• [What you should do]:
From the line holding "point: white window" to the final line below, restate each line word for word and add nothing.
++++ Provided data
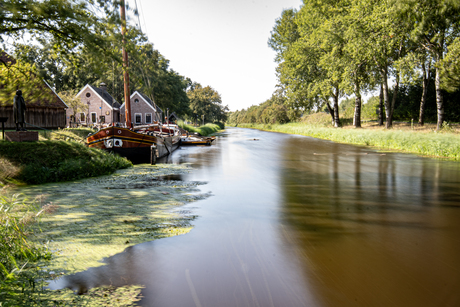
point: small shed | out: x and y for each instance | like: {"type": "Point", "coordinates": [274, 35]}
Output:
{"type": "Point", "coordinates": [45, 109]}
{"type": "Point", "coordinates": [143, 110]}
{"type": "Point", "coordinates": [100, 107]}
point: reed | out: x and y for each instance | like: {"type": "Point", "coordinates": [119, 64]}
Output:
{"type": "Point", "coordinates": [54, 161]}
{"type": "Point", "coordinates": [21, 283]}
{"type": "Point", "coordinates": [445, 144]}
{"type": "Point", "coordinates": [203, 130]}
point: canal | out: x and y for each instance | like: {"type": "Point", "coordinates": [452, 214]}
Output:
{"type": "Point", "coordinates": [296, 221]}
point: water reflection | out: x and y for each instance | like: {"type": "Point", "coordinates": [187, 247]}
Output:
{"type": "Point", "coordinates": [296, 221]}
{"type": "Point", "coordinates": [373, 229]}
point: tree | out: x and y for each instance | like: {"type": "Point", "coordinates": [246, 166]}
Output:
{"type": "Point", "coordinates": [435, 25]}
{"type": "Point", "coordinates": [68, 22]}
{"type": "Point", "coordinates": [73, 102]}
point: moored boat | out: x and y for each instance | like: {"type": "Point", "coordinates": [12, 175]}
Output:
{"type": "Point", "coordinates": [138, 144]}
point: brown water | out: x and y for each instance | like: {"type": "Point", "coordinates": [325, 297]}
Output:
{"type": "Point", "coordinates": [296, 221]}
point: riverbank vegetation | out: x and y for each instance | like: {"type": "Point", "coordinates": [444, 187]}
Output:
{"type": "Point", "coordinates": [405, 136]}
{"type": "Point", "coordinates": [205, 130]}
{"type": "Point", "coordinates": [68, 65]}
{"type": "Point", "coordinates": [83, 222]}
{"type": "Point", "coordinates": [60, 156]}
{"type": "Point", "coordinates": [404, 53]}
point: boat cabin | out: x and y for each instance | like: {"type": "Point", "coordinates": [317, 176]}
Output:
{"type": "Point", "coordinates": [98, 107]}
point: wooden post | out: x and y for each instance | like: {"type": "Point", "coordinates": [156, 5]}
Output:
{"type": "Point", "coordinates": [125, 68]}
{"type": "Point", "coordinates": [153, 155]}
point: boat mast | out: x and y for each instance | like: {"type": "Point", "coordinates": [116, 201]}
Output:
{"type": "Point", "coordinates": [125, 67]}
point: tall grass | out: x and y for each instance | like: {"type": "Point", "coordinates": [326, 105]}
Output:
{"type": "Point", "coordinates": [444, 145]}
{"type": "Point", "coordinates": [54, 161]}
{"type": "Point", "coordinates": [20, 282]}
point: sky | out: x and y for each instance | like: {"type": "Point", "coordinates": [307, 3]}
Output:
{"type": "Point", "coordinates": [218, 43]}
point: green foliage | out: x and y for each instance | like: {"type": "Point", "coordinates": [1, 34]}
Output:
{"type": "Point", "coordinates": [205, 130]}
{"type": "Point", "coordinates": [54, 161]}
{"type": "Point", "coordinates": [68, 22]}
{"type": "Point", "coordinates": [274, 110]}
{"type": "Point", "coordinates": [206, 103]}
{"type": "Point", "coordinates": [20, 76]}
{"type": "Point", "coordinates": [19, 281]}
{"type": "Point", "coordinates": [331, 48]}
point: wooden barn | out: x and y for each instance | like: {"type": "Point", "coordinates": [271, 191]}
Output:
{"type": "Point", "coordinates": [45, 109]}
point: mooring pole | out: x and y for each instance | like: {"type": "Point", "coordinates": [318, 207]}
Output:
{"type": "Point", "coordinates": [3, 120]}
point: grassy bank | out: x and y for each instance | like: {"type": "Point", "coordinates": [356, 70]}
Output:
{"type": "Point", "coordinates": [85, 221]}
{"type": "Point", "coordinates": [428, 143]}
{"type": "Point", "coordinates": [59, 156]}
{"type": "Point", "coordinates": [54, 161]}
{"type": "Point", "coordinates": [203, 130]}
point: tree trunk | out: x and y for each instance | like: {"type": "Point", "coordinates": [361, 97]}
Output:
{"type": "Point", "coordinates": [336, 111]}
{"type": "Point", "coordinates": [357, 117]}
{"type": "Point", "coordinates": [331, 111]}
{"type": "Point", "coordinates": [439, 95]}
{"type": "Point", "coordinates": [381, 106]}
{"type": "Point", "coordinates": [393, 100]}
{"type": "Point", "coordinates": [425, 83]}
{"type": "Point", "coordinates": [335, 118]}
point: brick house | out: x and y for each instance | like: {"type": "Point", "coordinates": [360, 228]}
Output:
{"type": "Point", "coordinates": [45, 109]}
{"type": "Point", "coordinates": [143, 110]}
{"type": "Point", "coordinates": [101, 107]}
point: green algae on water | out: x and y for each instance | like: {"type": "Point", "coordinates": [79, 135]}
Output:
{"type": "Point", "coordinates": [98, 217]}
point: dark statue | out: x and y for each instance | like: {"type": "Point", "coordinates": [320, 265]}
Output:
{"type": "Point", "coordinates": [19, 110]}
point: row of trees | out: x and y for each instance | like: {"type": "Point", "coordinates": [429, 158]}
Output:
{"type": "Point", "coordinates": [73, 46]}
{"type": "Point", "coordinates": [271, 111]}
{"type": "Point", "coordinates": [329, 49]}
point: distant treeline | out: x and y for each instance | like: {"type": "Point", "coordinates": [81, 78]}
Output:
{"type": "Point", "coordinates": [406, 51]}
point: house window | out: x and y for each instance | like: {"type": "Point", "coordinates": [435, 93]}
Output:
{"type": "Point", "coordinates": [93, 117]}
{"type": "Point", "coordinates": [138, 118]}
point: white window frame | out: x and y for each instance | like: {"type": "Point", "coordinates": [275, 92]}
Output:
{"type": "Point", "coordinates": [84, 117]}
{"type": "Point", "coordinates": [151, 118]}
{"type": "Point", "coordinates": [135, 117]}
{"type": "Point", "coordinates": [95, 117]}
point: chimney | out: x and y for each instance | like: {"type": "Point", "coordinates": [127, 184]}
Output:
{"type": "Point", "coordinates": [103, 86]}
++++++++
• [Task answer]:
point: white window frame | out: x and y for each instance | like: {"type": "Point", "coordinates": [275, 92]}
Output:
{"type": "Point", "coordinates": [84, 117]}
{"type": "Point", "coordinates": [151, 118]}
{"type": "Point", "coordinates": [135, 117]}
{"type": "Point", "coordinates": [95, 117]}
point: chimney | out: x and y for each instance | like: {"type": "Point", "coordinates": [127, 184]}
Output:
{"type": "Point", "coordinates": [103, 86]}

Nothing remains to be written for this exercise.